How to complete this task
Return every line in the entries below where the word "safety" shows up.

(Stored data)
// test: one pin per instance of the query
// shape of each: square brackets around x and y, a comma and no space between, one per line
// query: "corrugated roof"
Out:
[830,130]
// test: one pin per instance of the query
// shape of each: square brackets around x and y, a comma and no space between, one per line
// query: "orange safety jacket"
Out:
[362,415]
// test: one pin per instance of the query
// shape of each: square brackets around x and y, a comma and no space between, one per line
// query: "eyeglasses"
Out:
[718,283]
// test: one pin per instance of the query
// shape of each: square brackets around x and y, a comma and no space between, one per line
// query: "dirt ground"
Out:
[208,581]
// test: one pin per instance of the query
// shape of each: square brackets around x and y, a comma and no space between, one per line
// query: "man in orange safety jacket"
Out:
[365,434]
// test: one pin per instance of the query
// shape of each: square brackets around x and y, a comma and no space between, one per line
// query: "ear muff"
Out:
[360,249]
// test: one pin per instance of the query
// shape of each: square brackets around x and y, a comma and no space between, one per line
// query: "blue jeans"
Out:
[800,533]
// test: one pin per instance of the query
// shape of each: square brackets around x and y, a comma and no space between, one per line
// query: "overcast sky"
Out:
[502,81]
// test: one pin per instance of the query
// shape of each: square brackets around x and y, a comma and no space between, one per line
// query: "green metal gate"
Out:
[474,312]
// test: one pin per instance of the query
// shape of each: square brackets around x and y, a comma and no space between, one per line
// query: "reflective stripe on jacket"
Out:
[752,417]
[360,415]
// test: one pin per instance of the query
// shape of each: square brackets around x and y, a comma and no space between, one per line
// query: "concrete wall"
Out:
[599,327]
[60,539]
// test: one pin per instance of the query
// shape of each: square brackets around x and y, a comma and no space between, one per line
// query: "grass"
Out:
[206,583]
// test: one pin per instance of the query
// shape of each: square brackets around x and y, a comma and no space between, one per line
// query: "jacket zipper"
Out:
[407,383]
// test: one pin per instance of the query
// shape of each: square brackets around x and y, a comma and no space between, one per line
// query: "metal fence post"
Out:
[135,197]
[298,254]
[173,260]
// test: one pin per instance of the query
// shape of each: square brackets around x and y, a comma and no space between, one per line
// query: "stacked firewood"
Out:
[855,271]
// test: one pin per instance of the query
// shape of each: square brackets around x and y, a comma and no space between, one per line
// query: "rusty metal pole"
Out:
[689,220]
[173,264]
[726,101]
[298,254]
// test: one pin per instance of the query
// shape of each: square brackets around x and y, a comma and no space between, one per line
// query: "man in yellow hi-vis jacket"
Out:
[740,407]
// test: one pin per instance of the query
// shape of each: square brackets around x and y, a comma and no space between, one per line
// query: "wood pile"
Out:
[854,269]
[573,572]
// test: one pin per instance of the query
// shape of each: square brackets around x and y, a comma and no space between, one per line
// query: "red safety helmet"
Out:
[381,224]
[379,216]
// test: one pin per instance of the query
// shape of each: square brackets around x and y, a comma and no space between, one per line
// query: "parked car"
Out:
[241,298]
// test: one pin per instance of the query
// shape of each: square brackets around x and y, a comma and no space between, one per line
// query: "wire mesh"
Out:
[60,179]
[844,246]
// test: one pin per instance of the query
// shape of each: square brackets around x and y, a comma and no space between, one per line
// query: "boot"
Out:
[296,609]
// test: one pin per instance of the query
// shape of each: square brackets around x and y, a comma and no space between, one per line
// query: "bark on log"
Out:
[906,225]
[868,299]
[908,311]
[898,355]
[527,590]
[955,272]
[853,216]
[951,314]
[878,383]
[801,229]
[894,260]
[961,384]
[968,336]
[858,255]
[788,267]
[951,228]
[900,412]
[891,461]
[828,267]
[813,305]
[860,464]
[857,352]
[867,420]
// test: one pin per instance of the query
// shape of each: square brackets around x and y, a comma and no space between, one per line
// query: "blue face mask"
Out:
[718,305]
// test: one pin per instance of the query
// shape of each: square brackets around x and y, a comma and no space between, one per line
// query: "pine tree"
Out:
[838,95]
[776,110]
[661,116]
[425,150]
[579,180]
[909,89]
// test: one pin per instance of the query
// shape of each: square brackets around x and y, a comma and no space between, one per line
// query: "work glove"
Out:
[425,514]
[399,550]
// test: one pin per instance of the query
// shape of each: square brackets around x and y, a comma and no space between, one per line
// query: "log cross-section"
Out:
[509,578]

Answer to this exercise
// query: "orange safety jacket"
// query: "man in orange safety jacket"
// query: "red safety helmet"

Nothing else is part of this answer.